В такой беспокойной, нервной обстановке громоздкий роман или тяжеловесная трагедия неуместны. Здесь предпочтительнее произведение, если не с ладонь величиной, то, во всяком случае, отчетливо видимое, как на ладони, воспринимаемое на одном дыхании и даже в процессе работы ощущаемое автором уже как завершенное целое. И он стремится к таким малым формам, они соотносятся с его состоянием души, с его настроением, - и неутомимо разрабатывает их в разных формах творческой деятельности.
Он даже поэму напишет в Болдине – "Домик в Коломне", пусть юмористическую поэму, шутку-анекдот, веселую новеллу в стихах, но все-таки – поэму. Однако если его опыты в этом жанре, начиная с "Руслана и Людмилы", укладывались обычно в пределы не менее двух-трех лет, то "Домик в Коломне" написан в пять-шесть дней!
В Болдине самым причудливым образом сходятся концы и начала. Пушкин пишет последние главы "Евгения Онегина", а вспоминает себя, молодого, из того далекого времени, когда был начат роман в стихах! В восьмой главе появляется герой, после долгого отсутствия в свете рискующий вызвать самые нелепые кривотолки:
Прослыть притворным чудаком,
Или печальным сумасбродом,
Иль сатаническим уродом,
Иль даже Демоном моим...
"Мой Демон" – так называлось его стихотворение (впоследствии "Демон"), написанное им в 1823 году, когда появились первые строки "Евгения Онегина", и опубликованное в одном из русских альманахов. Он допустил лишь небольшую инверсию, процитировав самого себя. В Болдине, начиная новую полосу своей жизни, поэт подводит итог пережитому. Или пишет о роде Пушкиных и Ганнибалов, и вдруг видит себя мальчиком-подростком, лицеистом в Царскосельском парке и Чесменскую колонну в нем, воздвигнутую в честь победы, в которой принимал участие его дед. А дальше из глубины веков и преданий старины возникают тени бояр Пушкиных, отчасти уже получивших свое воплощение в "Борисе Годунове". Можно сказать, что в Болдине объединилось все, что есть в литературе, причем, часто противопоставляемое одно другому. Например, стихи и проза. Ведь это Пушкин прекрасно сказал о родовой их несовместимости:
Они сошлись.
Волна и камень,
Стихи и проза, лед и пламень
Не так различны меж собой...
Но в тот же болдинский уединенный кабинет вместе с ними вступает, предъявляя свои права, еще один древний род литературной деятельности – драматургия. Здесь же он трудится и как журналист, литературный критик, и как сказочник, начав именно в Болдине целую галерею своих сказок в народном духе: со знаменитой "Сказки о попе и работнике его Балде" и незавершенной "Сказки о медведихе".
Сам творческий процесс болдинский уникален: различная литературная работа здесь соединяется в одном и том же времени.

+++++

**Письменное задание 1**
Перечислите все названия произведений, которые в тексте о Пушкине в Болдине приведены в кавычках. Названия дайте в именительном падеже.
**Письменное задание 2**
Допишите текст о болдинском творчестве Пушкина, продолжив его с места после последнего предложения.

**Фрагмент данных**

+++++

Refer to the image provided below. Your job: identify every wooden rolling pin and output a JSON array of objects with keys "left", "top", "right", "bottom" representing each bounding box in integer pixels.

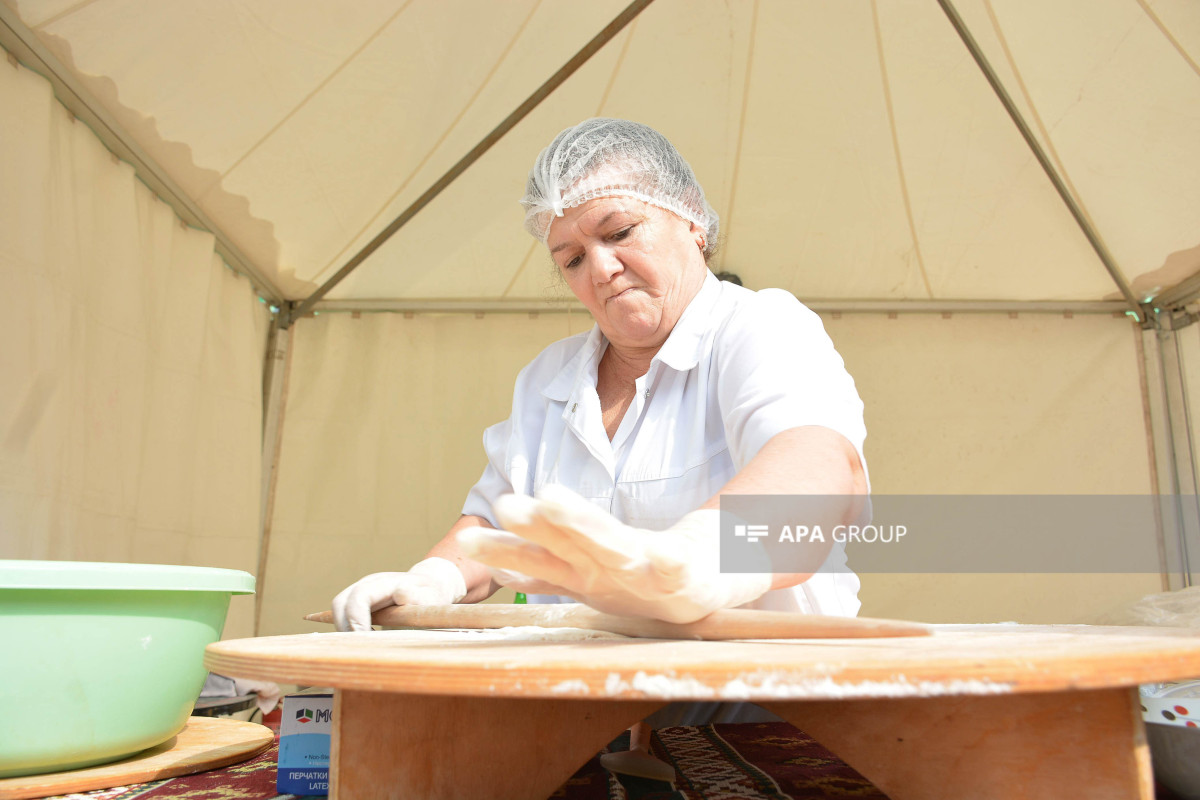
[{"left": 305, "top": 603, "right": 930, "bottom": 640}]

+++++

**Результат упражнения 1**
1. «Домик в Коломне»
2. «Руслан и Людмила»
3. «Евгений Онегин»
4. «Мой Демон» (впоследствии «Демон»)
5. «Борис Годунов»
6. «Сказка о попе и работнике его Балде»
7. «Сказка о медведихе»

**Результат упражнения 2**
Сконцентрированный луч творческой энергии движется в разных плоскостях, словно пронизывая их, приобретая от этого силу, а не рассеиваясь и не ослабевая.
Легкость переключения творческих регистров в Болдинскую осень поразительна. Беспокойная круговерть чувств в "Бесах" (7 сентября) сменяется лирической исповедью в "Элегии" (8 сентября) и одновременно иронией – "Гробовщик" (9 сентября). Ясно, что "Гробовщик" начат раньше, да и стихотворения невероятно контрастны по темам и стилю. Веселые приключения Балды соседствуют со злоключениями несчастного Вырина: сказка и "Станционный смотритель" датируются одним и тем же временем, 10-13 сентября! Между тем мы еще не сказали о его публицистике или о его переписке, хотя в его время и, в особенности у него самого – это род тщательного литературного труда, а не бесцветно-деловая переписка наших дней.
Словом, универсализм полный, все роды и все жанры словесного искусства представлены в Болдинскую осень. И если нет романа в прозе, то есть роман в стихах: в Болдине был закончен "Евгений Онегин"!
И все в одну осень, и все с таким совершенством! Да, именно так, в одном лице и в одну осень. Но – в Болдинскую осень, заметьте.
Наконец, в глухой деревушке с убогими крестьянскими избами, крытыми соломой и топившимися по-черному ("курные" избы, как их называли), под крышей запущенного барского дома поэт, никогда не бывавший за пределами России, собрал силой своего воображения весь мир: Италию, Францию, Испанию, Германию, Англию, древнюю Элладу с ее гекзаметрами, даже Восток с его кровавой резнёй. Так что однажды уже "все флаги в гости были к нам", и это случилось в Большом Болдине осенью 1830 года.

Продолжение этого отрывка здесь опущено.